**DESCRIPTION OF THE TASK:** Convert every line of the records below into a numbered list, omitting any blank lines.

**RECORDS PROVIDED:**
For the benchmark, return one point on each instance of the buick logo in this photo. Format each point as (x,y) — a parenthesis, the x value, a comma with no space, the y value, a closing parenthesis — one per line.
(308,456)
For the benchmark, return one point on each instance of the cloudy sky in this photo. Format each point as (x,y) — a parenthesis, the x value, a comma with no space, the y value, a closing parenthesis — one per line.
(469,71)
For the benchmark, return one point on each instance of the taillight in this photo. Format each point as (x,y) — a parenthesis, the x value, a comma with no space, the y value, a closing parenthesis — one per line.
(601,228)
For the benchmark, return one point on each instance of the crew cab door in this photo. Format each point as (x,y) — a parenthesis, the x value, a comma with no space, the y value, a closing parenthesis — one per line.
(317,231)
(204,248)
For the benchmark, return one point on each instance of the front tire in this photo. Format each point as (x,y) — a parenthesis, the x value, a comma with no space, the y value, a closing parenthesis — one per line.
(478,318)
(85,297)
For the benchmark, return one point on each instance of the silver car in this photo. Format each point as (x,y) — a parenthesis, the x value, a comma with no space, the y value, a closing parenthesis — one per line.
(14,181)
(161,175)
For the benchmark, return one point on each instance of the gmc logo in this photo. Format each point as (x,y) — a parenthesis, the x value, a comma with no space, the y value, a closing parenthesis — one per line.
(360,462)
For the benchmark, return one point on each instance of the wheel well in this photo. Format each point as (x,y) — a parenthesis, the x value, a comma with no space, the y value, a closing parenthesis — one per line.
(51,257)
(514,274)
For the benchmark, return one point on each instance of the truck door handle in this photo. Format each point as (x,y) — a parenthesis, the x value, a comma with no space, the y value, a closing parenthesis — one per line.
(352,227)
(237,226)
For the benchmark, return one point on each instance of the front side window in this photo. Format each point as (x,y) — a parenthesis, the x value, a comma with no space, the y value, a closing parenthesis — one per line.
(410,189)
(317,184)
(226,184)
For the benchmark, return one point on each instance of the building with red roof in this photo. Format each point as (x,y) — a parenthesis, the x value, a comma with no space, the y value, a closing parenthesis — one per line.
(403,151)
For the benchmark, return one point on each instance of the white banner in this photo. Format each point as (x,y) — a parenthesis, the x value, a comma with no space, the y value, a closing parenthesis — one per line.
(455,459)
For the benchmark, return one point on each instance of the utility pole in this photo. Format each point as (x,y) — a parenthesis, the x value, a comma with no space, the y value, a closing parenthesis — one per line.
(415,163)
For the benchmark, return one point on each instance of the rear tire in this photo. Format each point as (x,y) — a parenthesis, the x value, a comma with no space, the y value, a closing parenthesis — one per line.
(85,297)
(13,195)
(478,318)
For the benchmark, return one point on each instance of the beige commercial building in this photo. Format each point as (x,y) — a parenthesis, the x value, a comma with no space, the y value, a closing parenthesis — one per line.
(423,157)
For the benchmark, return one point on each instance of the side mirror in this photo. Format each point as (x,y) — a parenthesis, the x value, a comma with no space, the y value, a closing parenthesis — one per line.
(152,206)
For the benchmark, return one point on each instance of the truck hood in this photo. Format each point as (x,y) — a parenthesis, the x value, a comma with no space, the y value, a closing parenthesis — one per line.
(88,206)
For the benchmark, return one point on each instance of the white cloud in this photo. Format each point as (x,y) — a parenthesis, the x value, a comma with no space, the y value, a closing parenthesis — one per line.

**TASK ANSWER:**
1. For the benchmark, return one point on each instance of the buick logo in this photo. Format each point as (x,y) — a parenthesis, the x value, a comma with no space, the y value, a closing parenthesis — one per line.
2. (308,456)
3. For the benchmark, return one point on each instance of the cloudy sky in this photo. Format each point as (x,y) — a parenthesis, the x value, a comma with no space, the y value, a closing parenthesis — one per line.
4. (469,71)
5. For the benchmark, return one point on each instance of the taillight in this photo. Format each point as (x,y) — a parenthesis, the x value, a comma with no space, the y value, a closing parenthesis — one per line.
6. (601,228)
7. For the benchmark, return one point on each instance of the crew cab door in this photo. Format each point as (x,y) — a parenthesis, the x value, a comma with no space, the y value, a closing parenthesis — one per line.
8. (317,231)
9. (204,248)
10. For the benchmark, return one point on each instance of the front tire in this photo. Format each point as (x,y) — a parenthesis, the x value, a comma with no space, the y value, a closing parenthesis — one per line.
11. (478,318)
12. (85,297)
13. For the benchmark, return one point on each instance of the silver car in this photo. Format each point as (x,y) — a parenthesis, the x value, a comma with no space, the y value, a closing parenthesis — one per line.
14. (14,181)
15. (161,175)
16. For the benchmark, return one point on each instance of the gmc logo in this photo. Format each point as (x,y) — a parenthesis, the x value, a comma with no space, the y value, a closing parenthesis — one per line.
17. (360,462)
18. For the benchmark, return one point on each instance of the wheel well in this photo. Format each point as (x,y) — a parenthesis, the x value, a comma with no space, the y value, a closing parenthesis — one per line.
19. (51,257)
20. (514,274)
21. For the benchmark, return one point on each instance of the truck door handle in this photo. Format each point as (x,y) — a parenthesis, the x value, a comma with no space, the y value, a closing parenthesis — one per line.
22. (352,227)
23. (237,226)
24. For the benchmark, return one point on each instance of the front side window in this photo. Format each point as (x,y) — a parenthesis, the x value, a comma with no space, the y value, a closing parenthesis — one per line.
25. (410,189)
26. (317,184)
27. (226,184)
28. For the benchmark, return one point on each instance of the building with red roof in this photo. Format each point as (x,y) — a parenthesis, the x value, a comma with no space, the y value, a closing parenthesis — one per line.
29. (403,151)
30. For the benchmark, return one point on each instance of the white banner in this photo. Format each point as (x,y) — a parenthesis, the x value, a comma with no space, the y value, a closing parenthesis — one per line.
31. (455,459)
32. For the benchmark, return one point on each instance of the utility pole in this photo. Format each point as (x,y) — a parenthesis, the x value, a comma with no space, the y value, a closing parenthesis — one per line.
33. (415,163)
34. For the benchmark, return one point on each instance of the rear tire in this photo. Format each point as (x,y) — a parenthesis, the x value, a comma with no space, the y value, a closing parenthesis — one per line.
35. (85,297)
36. (13,195)
37. (478,318)
38. For the benchmark, return one point on each instance of the beige commercial building in this photo. Format each point as (x,y) — a parenthesis, the x value, a comma with no space, the y value, a closing parenthesis — one per line.
39. (423,157)
40. For the benchmark, return one point on each instance of the side mirror in this photo. Format each point as (x,y) — a parenthesis, the x value, a comma with no space, the y value, a closing parenthesis — one per line.
41. (152,206)
42. For the benchmark, return one point on each instance of the truck hood in this photo. Format each point as (x,y) — a parenthesis, the x value, a comma with no space, the y value, a closing parenthesis — one per line.
43. (88,206)
44. For the benchmark, return one point on each instance of the white cloud in this photo. Format each point as (x,y) — a parenthesis, the x value, a comma with no space, the y value, a closing parenthesis — one per line.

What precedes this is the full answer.